(Entries)

○ ○ ○ ○

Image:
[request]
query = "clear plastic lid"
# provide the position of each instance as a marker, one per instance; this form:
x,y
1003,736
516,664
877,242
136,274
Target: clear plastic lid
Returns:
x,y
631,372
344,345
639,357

○ ○ ○ ○

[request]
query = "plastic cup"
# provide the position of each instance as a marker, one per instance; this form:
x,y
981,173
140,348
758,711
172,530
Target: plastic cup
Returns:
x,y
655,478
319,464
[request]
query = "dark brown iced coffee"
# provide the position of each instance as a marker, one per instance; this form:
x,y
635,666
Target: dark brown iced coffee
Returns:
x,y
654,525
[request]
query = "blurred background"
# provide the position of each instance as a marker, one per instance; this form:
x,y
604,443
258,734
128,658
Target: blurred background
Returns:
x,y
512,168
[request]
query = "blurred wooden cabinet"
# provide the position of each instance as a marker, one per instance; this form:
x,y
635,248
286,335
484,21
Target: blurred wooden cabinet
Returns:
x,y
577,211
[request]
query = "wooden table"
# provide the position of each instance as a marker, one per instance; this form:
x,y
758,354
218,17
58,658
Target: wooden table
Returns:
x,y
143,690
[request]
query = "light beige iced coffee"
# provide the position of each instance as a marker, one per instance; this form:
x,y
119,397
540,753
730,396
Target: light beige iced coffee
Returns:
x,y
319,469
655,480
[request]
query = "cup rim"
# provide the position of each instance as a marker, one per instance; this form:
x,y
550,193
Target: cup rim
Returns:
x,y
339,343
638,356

○ ○ ○ ○

(Problem to solve) Which lines in the material contain the string "light"? Find each one and copy it in full, counting only matches with the same capitalization.

(Output for this task)
query = "light beige iced coffee"
Target: light beige iced coffee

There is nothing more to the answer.